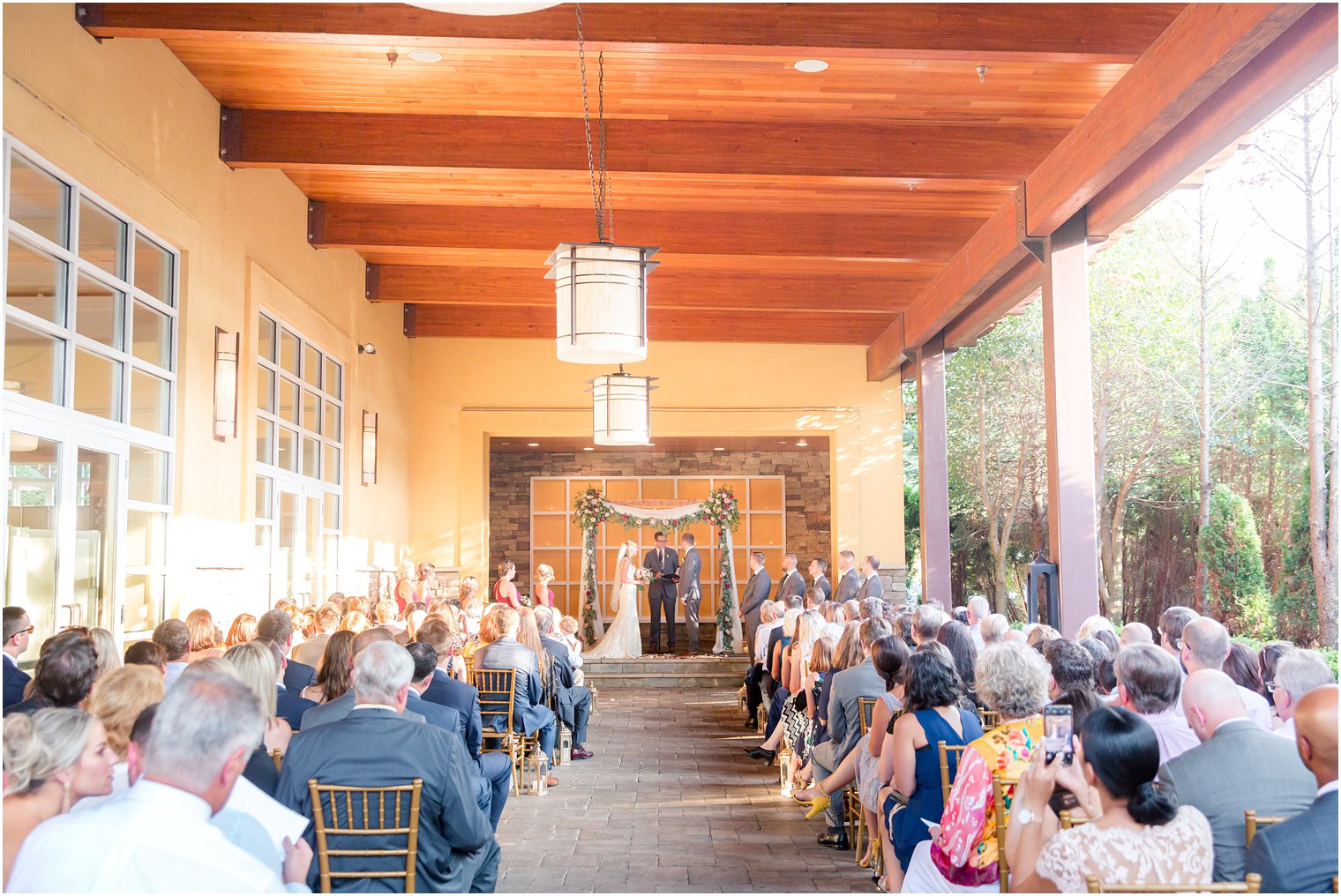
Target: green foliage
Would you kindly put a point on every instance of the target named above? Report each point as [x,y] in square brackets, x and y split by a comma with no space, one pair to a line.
[1232,554]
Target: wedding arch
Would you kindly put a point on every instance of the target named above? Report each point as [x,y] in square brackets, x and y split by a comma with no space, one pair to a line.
[721,509]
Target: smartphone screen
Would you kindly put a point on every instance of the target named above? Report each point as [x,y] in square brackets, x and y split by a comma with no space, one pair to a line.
[1057,733]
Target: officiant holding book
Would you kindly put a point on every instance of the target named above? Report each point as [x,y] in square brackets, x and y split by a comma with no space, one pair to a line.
[663,592]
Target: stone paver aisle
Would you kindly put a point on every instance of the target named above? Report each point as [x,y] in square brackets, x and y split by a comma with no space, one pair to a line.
[668,803]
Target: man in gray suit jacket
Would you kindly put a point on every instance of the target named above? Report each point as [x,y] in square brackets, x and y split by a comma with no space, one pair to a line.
[817,577]
[845,723]
[1300,855]
[691,594]
[791,582]
[871,584]
[753,597]
[1238,766]
[848,579]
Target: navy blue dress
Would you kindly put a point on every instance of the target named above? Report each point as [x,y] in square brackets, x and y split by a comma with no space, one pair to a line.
[905,826]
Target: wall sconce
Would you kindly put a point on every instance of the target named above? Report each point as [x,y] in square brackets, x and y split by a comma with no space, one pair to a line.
[369,448]
[226,384]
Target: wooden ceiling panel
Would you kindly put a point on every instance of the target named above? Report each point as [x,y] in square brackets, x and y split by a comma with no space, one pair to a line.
[647,85]
[667,288]
[1061,31]
[664,325]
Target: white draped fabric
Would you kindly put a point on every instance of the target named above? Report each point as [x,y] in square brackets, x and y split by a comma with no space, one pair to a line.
[670,515]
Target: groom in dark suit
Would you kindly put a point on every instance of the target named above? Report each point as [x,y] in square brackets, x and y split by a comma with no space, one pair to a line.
[690,590]
[663,561]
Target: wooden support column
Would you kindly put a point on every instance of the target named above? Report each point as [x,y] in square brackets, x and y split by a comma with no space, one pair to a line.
[933,471]
[1072,519]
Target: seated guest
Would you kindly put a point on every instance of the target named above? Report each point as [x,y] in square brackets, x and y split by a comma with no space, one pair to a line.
[574,700]
[1136,633]
[910,758]
[18,631]
[117,700]
[159,837]
[1266,772]
[175,638]
[1136,834]
[327,623]
[278,627]
[340,707]
[147,653]
[863,680]
[1072,682]
[502,651]
[1148,684]
[200,627]
[494,775]
[53,759]
[1297,674]
[962,854]
[1206,644]
[67,668]
[456,848]
[333,669]
[242,631]
[109,659]
[1300,855]
[994,630]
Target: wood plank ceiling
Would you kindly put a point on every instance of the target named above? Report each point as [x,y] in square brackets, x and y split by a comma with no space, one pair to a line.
[790,206]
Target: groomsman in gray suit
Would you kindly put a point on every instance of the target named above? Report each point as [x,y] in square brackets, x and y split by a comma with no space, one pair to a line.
[817,577]
[690,592]
[791,584]
[871,584]
[753,597]
[848,581]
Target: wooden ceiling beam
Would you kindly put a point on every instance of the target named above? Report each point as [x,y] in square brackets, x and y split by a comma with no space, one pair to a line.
[670,287]
[312,139]
[361,227]
[664,325]
[1053,33]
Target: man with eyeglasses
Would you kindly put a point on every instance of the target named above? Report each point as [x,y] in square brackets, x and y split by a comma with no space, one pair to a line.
[18,630]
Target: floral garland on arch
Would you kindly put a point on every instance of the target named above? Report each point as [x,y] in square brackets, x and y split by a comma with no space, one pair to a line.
[722,510]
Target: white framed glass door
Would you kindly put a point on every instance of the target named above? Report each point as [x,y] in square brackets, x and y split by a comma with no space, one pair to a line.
[64,525]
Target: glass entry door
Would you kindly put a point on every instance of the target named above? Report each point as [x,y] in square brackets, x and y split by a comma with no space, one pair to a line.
[64,519]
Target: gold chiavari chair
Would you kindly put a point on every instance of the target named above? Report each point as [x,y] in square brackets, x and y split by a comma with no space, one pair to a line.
[1251,885]
[363,806]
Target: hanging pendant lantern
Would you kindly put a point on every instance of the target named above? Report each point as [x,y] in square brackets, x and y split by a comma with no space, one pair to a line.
[621,409]
[601,301]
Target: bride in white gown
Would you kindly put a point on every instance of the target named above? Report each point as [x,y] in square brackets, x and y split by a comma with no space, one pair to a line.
[623,638]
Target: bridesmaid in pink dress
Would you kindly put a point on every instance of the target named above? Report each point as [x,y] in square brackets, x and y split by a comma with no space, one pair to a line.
[505,592]
[543,576]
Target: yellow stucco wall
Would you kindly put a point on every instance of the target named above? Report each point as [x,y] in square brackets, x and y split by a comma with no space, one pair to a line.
[131,123]
[518,388]
[134,126]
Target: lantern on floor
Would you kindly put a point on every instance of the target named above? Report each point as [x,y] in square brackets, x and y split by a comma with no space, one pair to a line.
[621,409]
[536,772]
[601,302]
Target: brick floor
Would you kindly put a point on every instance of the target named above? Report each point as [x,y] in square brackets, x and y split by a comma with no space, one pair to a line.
[670,803]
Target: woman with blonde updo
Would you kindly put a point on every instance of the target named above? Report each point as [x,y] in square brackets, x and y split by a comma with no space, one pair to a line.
[53,758]
[200,624]
[543,576]
[505,592]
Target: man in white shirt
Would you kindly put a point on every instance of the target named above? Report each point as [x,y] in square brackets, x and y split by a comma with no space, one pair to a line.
[978,610]
[1206,644]
[157,836]
[1296,674]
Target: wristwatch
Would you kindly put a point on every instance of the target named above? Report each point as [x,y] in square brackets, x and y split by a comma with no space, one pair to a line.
[1025,818]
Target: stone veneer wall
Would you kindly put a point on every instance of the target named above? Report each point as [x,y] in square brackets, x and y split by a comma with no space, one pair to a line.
[806,489]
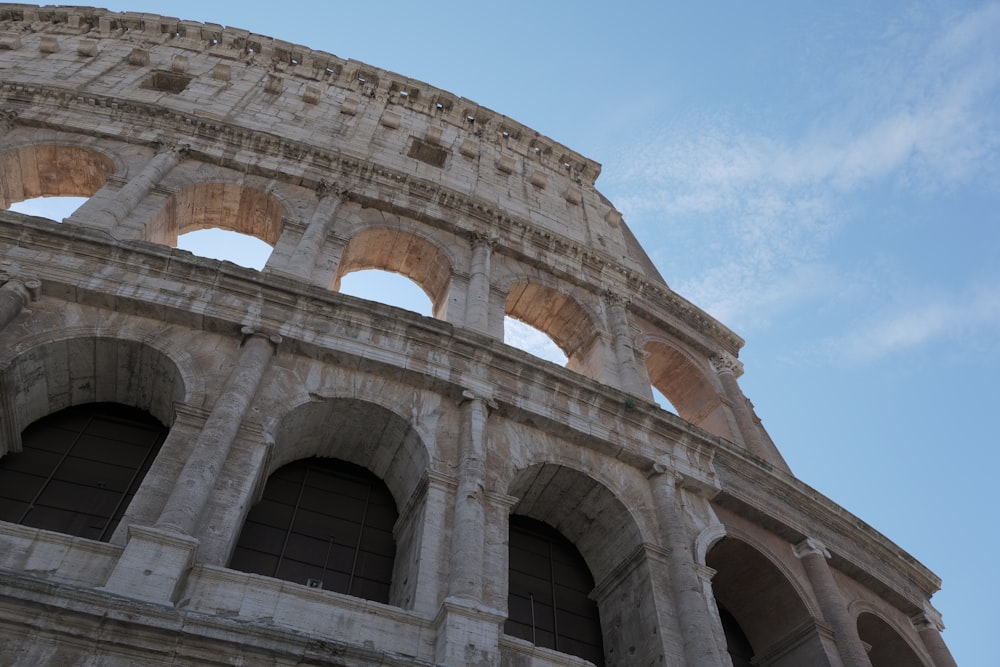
┄┄┄┄┄┄┄┄┄┄┄┄┄┄┄┄┄┄┄┄
EXERCISE OBJECTIVE →
Show each line of the material above that contains the word "stone", copied in full.

ANSWER TO THE EXERCISE →
Target: stone paver aisle
Target: stone veneer wall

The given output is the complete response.